▶ [WORK REQUIRED]:
Return each line of the entries that mentions the word "pixel".

Point-per-instance localization data:
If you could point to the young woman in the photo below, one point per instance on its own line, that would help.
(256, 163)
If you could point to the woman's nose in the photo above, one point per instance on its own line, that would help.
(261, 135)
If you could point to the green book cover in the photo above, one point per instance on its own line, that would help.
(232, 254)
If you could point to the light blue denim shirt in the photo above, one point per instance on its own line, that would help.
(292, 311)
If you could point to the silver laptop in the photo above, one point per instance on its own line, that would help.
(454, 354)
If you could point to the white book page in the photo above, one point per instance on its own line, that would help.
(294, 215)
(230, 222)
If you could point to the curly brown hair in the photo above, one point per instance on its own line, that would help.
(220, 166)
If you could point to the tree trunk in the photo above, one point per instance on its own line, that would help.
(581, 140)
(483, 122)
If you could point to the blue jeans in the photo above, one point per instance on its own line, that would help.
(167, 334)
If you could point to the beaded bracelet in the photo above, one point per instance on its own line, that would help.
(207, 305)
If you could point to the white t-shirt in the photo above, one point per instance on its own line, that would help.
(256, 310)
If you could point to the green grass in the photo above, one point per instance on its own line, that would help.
---
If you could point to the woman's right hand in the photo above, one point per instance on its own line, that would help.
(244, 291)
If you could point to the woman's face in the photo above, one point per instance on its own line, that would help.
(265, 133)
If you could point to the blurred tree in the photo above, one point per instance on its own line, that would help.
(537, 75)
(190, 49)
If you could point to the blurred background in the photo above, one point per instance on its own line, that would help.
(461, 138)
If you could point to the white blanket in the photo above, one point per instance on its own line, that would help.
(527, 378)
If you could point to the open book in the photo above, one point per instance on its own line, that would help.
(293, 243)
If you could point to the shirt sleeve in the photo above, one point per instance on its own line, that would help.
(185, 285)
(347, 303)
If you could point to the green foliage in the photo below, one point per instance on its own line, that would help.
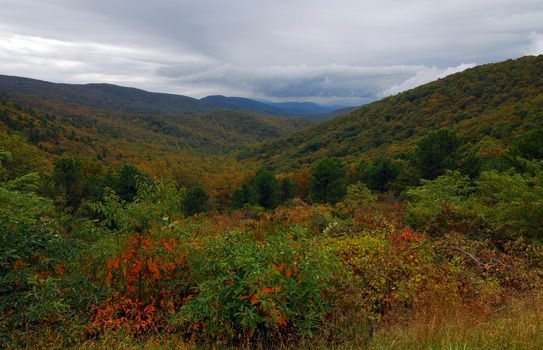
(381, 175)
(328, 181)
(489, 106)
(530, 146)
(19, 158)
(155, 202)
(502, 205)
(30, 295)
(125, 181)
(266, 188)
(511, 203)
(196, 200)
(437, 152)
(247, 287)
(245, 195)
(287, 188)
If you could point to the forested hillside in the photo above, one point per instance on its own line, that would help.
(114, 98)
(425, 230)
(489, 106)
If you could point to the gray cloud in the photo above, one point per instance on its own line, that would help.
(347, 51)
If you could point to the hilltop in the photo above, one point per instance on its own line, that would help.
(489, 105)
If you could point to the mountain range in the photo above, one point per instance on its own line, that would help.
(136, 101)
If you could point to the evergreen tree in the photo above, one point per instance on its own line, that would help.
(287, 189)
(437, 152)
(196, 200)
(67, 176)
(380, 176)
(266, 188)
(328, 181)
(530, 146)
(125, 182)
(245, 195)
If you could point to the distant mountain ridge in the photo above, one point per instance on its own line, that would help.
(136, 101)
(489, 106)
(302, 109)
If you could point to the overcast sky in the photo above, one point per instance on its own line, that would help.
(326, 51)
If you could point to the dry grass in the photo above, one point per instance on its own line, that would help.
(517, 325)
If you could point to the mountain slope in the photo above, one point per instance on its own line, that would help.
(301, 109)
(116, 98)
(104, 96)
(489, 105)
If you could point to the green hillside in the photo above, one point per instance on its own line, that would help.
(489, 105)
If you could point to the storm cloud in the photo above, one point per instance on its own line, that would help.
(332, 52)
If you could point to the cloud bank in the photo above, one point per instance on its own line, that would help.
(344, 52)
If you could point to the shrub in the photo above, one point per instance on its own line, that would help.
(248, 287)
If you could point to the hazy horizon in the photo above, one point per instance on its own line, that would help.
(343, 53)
==
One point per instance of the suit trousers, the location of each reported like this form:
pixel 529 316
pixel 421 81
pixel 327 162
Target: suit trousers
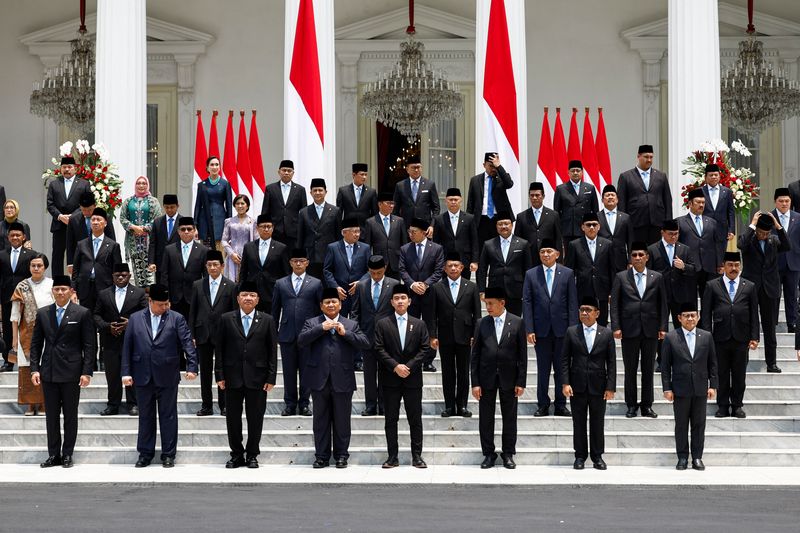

▶ [SOLVED EXERCISE]:
pixel 529 316
pixel 421 81
pixel 327 162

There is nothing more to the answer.